Quoted passage:
========
China’s state-run Global Times on Sunday hailed The Battle at Lake Changjin as a “successful cultural export to make the world begin to listen to the voice of China,” even though it has mostly been viewed by Chinese audiences.
It probably won’t be setting any box office records in South Korea, where irate social media users are denouncing the film as crude and insulting propaganda that rewrites the history of the Korean War, makes excuses for a protracted conflict that cost hundreds of thousands of lives, and expects audiences to applaud the birth of the horrifying tyranny in North Korea.
The Global Times touted the blockbuster success of the film as an important milestone in China’s rise and America’s decline, sneering that America is stuck with imaginary superheroes and the endless humiliating disaster of the Biden administration, while Chinese audiences embrace real heroes from their glorious history and pledge joyful allegiance to their Communist rulers:
We seem to have become accustomed to watching omnipotent superheroes flying across the big screen and accepting cultural input from the West, especially Hollywood, including the beautification of the US military.
But this time, The Battle at Lake Changjin is a movie that truly belongs to the Chinese, and has shaped Chinese heroes and told a good Chinese story. The Battle at Lake Changjin comes at just the right time, especially as the US military evacuated Afghanistan in embarrassment.
Unlike the illusory superhero stories in the West, China’s The Battle at Lake Changjin is from real history. Our predecessors and martyrs are more remarkable and true legends compared with those heroes that only exist in movies.
The truth is more powerful than any fictional story.
A more cynical observer might wonder if the CCP is fervently trying to whip up nationalist sentiment ahead of some rough patches in President Xi Jinping’s leadership, such as the impending collapse of the Chinese real-estate industry or, more ominously, if the CCP is preparing its subjects for a shooting war in theaters such as Taiwan and the South China Sea.
========
Data listing:
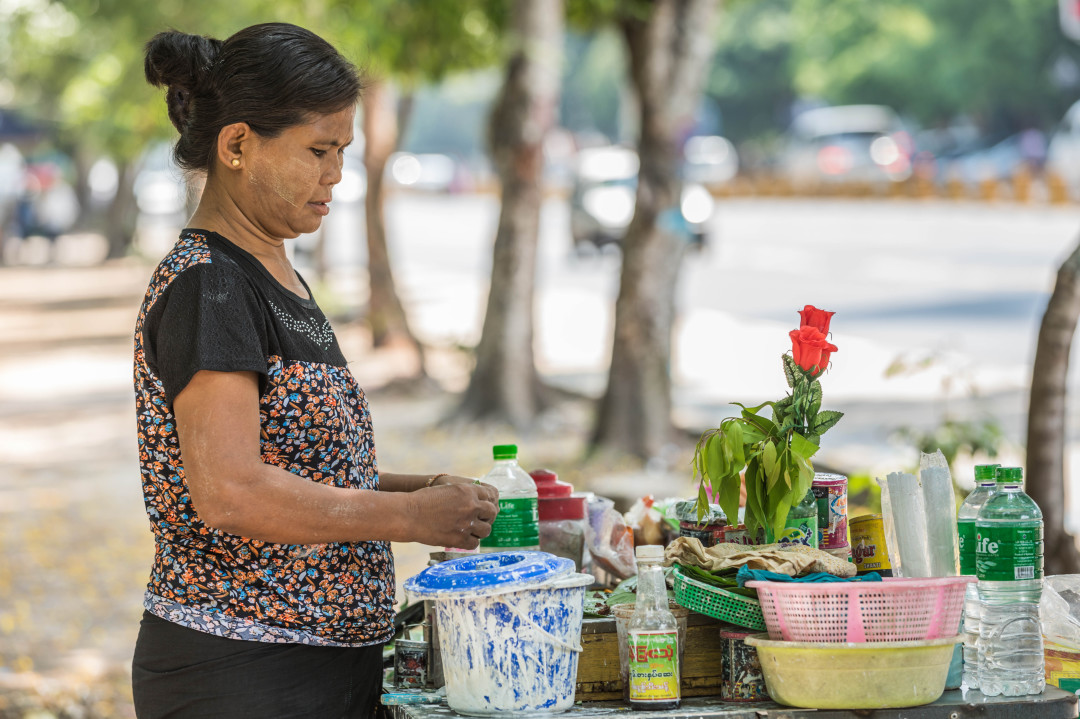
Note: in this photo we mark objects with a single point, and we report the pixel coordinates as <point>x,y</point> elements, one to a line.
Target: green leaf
<point>702,505</point>
<point>734,437</point>
<point>778,516</point>
<point>755,497</point>
<point>801,446</point>
<point>825,420</point>
<point>714,459</point>
<point>761,423</point>
<point>769,464</point>
<point>814,401</point>
<point>792,370</point>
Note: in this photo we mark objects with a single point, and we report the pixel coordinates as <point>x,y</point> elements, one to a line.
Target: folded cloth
<point>745,574</point>
<point>793,559</point>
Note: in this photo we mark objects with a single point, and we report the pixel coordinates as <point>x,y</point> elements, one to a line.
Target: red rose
<point>817,319</point>
<point>810,349</point>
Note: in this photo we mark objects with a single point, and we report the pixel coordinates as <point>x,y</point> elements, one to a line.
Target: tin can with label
<point>410,663</point>
<point>867,545</point>
<point>831,492</point>
<point>741,676</point>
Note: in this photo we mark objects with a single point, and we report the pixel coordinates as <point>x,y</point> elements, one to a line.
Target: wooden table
<point>1052,704</point>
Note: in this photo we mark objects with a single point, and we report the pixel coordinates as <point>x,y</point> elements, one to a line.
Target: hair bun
<point>179,62</point>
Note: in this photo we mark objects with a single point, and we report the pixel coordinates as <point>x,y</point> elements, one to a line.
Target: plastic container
<point>854,676</point>
<point>517,526</point>
<point>563,517</point>
<point>801,525</point>
<point>653,651</point>
<point>985,485</point>
<point>510,631</point>
<point>622,614</point>
<point>717,602</point>
<point>891,610</point>
<point>1009,563</point>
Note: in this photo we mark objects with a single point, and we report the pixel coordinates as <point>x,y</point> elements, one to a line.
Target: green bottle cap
<point>504,451</point>
<point>1012,475</point>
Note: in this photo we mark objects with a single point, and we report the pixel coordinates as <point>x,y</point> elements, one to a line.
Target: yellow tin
<point>867,545</point>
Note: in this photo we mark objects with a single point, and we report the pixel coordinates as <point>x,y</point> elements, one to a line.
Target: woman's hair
<point>272,77</point>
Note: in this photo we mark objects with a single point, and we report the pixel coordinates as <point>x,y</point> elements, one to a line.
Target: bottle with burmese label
<point>652,633</point>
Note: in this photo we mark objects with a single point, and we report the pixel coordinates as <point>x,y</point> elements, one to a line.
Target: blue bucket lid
<point>487,573</point>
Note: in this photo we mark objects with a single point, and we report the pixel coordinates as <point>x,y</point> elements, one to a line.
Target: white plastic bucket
<point>509,631</point>
<point>513,653</point>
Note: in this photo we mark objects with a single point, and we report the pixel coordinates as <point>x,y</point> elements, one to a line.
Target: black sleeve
<point>208,317</point>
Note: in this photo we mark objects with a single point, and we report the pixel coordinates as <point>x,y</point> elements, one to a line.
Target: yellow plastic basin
<point>877,675</point>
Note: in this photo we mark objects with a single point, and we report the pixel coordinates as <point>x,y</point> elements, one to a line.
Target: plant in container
<point>771,451</point>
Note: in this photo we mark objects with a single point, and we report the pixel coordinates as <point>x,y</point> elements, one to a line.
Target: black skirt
<point>179,673</point>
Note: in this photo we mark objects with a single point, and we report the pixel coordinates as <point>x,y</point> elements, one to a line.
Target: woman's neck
<point>217,213</point>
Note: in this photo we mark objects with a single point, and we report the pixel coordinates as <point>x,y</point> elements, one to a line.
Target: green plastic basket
<point>717,602</point>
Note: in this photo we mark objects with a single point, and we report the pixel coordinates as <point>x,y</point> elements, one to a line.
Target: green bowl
<point>879,675</point>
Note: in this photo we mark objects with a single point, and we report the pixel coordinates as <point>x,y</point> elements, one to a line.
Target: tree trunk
<point>1047,418</point>
<point>669,53</point>
<point>122,213</point>
<point>386,315</point>
<point>504,383</point>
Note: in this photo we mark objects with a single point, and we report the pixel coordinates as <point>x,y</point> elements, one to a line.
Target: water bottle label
<point>1009,552</point>
<point>967,531</point>
<point>516,525</point>
<point>653,666</point>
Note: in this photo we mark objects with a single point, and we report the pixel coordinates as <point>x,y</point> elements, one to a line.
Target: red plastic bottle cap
<point>563,507</point>
<point>549,485</point>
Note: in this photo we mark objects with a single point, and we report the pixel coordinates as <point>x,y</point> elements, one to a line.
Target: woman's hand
<point>457,514</point>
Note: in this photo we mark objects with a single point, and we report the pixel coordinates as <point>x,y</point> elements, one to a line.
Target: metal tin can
<point>831,491</point>
<point>710,534</point>
<point>410,663</point>
<point>867,545</point>
<point>741,676</point>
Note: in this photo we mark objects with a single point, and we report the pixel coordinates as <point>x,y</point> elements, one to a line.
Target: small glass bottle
<point>652,633</point>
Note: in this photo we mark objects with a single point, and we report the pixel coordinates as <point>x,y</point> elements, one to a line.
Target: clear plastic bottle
<point>985,485</point>
<point>517,525</point>
<point>1009,566</point>
<point>652,633</point>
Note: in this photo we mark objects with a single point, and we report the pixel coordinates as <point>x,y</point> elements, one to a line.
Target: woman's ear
<point>231,143</point>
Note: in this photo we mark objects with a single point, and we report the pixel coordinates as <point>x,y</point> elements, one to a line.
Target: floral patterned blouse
<point>213,306</point>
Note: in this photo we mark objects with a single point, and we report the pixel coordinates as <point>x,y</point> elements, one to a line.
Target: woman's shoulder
<point>196,262</point>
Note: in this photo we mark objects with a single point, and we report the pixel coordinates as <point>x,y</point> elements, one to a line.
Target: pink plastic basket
<point>891,610</point>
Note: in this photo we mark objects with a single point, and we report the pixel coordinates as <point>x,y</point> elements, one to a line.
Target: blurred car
<point>848,143</point>
<point>1063,155</point>
<point>982,160</point>
<point>605,193</point>
<point>710,160</point>
<point>431,172</point>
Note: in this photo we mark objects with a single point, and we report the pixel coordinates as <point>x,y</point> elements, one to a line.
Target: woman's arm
<point>410,483</point>
<point>217,421</point>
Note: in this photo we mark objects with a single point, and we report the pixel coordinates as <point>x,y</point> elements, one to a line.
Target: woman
<point>272,583</point>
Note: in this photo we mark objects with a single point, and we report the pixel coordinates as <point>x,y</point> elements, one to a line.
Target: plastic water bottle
<point>517,525</point>
<point>1009,566</point>
<point>985,485</point>
<point>652,634</point>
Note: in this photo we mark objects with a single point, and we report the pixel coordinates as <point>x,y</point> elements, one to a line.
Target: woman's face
<point>289,178</point>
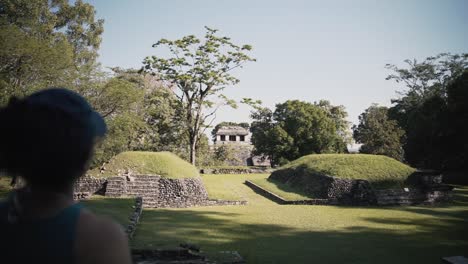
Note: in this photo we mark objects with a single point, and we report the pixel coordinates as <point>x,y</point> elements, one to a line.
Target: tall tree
<point>46,43</point>
<point>422,107</point>
<point>294,129</point>
<point>200,69</point>
<point>338,114</point>
<point>378,134</point>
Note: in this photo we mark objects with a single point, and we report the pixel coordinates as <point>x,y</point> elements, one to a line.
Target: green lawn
<point>118,209</point>
<point>165,164</point>
<point>283,190</point>
<point>265,232</point>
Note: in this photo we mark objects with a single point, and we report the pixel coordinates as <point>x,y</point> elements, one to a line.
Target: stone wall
<point>87,186</point>
<point>158,191</point>
<point>227,170</point>
<point>339,190</point>
<point>425,189</point>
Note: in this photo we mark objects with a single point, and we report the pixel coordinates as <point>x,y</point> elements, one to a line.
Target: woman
<point>47,141</point>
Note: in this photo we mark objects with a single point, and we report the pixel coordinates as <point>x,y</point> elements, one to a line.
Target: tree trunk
<point>193,151</point>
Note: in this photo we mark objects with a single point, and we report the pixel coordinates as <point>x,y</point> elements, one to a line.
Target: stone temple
<point>238,139</point>
<point>232,135</point>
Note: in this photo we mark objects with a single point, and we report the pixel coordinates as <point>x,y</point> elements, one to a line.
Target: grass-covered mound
<point>165,164</point>
<point>380,171</point>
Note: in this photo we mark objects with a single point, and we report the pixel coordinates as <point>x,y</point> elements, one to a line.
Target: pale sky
<point>307,50</point>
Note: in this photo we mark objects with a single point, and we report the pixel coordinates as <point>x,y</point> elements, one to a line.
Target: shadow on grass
<point>396,240</point>
<point>118,209</point>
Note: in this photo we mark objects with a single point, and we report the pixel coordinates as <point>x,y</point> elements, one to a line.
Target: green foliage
<point>338,114</point>
<point>200,69</point>
<point>380,171</point>
<point>45,43</point>
<point>294,129</point>
<point>378,134</point>
<point>423,111</point>
<point>165,164</point>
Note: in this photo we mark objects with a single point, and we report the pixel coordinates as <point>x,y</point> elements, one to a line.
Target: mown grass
<point>119,209</point>
<point>265,232</point>
<point>165,164</point>
<point>283,190</point>
<point>380,171</point>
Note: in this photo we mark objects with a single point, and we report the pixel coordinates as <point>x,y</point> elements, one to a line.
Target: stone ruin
<point>156,191</point>
<point>238,139</point>
<point>425,188</point>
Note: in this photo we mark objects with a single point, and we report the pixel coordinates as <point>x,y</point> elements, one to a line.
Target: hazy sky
<point>307,50</point>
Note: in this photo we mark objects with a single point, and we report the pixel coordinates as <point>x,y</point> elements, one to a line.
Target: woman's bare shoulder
<point>100,240</point>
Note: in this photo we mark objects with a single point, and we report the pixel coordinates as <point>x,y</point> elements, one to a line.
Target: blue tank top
<point>46,240</point>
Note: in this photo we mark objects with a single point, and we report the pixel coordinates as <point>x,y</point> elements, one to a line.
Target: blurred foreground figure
<point>47,141</point>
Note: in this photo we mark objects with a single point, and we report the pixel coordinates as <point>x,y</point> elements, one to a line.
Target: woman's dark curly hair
<point>46,147</point>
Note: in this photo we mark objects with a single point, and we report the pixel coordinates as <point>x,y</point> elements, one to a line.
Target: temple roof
<point>232,130</point>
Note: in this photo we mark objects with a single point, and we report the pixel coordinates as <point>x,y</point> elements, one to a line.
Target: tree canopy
<point>294,129</point>
<point>200,69</point>
<point>425,108</point>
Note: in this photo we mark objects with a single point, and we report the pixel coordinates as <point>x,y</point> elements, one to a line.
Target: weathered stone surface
<point>87,186</point>
<point>426,188</point>
<point>235,170</point>
<point>344,191</point>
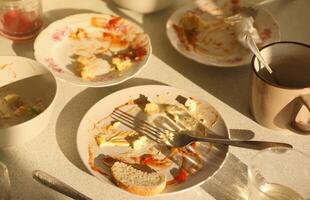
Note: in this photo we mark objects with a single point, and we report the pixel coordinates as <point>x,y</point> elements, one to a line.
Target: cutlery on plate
<point>245,11</point>
<point>58,185</point>
<point>183,138</point>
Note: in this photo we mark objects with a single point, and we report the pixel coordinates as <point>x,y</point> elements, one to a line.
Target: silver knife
<point>57,185</point>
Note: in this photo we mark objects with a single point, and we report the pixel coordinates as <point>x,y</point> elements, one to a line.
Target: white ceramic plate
<point>32,82</point>
<point>56,49</point>
<point>222,47</point>
<point>98,115</point>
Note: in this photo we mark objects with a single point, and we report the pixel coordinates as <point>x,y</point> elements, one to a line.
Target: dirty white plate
<point>212,158</point>
<point>220,45</point>
<point>56,49</point>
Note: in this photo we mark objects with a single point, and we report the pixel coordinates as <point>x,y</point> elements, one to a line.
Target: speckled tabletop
<point>54,150</point>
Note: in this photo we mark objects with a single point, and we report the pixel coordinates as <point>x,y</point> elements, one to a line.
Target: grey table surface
<point>54,150</point>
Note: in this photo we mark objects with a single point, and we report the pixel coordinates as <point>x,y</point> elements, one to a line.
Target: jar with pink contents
<point>20,19</point>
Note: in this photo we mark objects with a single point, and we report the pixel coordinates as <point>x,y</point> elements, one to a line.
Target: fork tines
<point>138,125</point>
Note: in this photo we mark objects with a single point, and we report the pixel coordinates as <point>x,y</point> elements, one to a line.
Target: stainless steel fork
<point>183,138</point>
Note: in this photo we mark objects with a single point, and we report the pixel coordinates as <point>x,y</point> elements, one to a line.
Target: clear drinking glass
<point>279,174</point>
<point>5,186</point>
<point>20,19</point>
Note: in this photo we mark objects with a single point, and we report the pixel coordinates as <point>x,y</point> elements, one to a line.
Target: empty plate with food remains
<point>202,33</point>
<point>134,162</point>
<point>94,50</point>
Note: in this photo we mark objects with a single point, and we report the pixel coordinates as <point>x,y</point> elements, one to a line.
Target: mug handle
<point>302,119</point>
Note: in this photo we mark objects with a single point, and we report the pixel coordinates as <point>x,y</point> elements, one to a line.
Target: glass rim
<point>251,166</point>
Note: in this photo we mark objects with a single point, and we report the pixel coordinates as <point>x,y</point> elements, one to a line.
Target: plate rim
<point>89,83</point>
<point>190,6</point>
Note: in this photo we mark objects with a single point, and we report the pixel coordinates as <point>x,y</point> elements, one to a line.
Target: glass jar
<point>20,19</point>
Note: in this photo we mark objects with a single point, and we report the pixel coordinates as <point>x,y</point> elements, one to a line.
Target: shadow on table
<point>25,48</point>
<point>66,126</point>
<point>230,182</point>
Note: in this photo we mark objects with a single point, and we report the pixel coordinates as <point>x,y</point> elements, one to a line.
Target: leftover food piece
<point>14,110</point>
<point>80,33</point>
<point>167,136</point>
<point>139,143</point>
<point>145,183</point>
<point>190,104</point>
<point>85,64</point>
<point>121,63</point>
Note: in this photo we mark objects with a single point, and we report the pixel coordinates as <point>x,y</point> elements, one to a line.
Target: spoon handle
<point>58,185</point>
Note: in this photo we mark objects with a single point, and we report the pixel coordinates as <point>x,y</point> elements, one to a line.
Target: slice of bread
<point>137,181</point>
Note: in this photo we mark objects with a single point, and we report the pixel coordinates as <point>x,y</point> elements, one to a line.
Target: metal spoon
<point>57,185</point>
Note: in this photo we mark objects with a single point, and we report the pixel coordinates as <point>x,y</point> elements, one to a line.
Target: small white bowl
<point>144,6</point>
<point>31,81</point>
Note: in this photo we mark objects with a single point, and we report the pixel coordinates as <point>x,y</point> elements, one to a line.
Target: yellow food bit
<point>85,65</point>
<point>121,64</point>
<point>151,108</point>
<point>98,22</point>
<point>100,140</point>
<point>78,34</point>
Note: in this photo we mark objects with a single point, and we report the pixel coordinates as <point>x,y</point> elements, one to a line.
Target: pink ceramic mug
<point>281,100</point>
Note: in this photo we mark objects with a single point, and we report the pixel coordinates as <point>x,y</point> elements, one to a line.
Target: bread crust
<point>141,190</point>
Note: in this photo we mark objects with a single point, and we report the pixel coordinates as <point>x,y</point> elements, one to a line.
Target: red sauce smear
========
Exercises:
1) Please list the things that South Korean social media users, according to the passage above on The Battle at Lake Changjin, say the film does.
2) Carry on the passage about The Battle at Lake Changjin from its final sentence.

Responses to the exercise:
1)
- Rewrites the history of the Korean War
- Makes excuses for a protracted conflict that cost hundreds of thousands of lives
- Expects audiences to applaud the birth of the horrifying tyranny in North Korea

2)
Newsweek delicately noted that the battle valorized by China’s new blockbuster was “not always viewed as a success” in the past, given that China lost about 50,000 soldiers in the conflict versus 18,000 for the United States. The ideological thrust of the movie is a celebration of how China’s rigid determination turned those terrible casualties into a victory against a United States that fields excellent troops but lacks the willpower to secure victory. It is not difficult to see how the CCP might want to apply that lesson to the current U.S.-China struggle for global dominance.
It is difficult to imagine the American film industry producing a huge motion picture with comparable patriotic energy. The long-delayed Top Gun sequel has already been modified to please Chinese censors, for example.
Beyond Hollywood’s general antipathy to “jingoistic” American patriotism and its disdain for the Americans who would happily pay to see patriotic content in movie theaters, it is simply not economically feasible for U.S. studios to produce a film that would be locked out of the immense Chinese market. As The Battle at Lake Changjin illustrates, this reticence does not work both ways. China effectively has the global field to itself for big-budget movies that aggressively spread its cultural values and political agenda.
As the sneering Global Times editorial suggests, Beijing wanted The Battle at Lake Changjin to set box-office records to send Hollywood a message: In the wake of the Wuhan coronavirus pandemic, China is now the biggest movie market in the world, and it no longer needs Tinseltown’s blockbuster product.
American film producers should therefore be extremely polite and humble when offering their movies to Chinese theaters – and they had better ensure those movies include nothing that CCP censors would find unacceptable.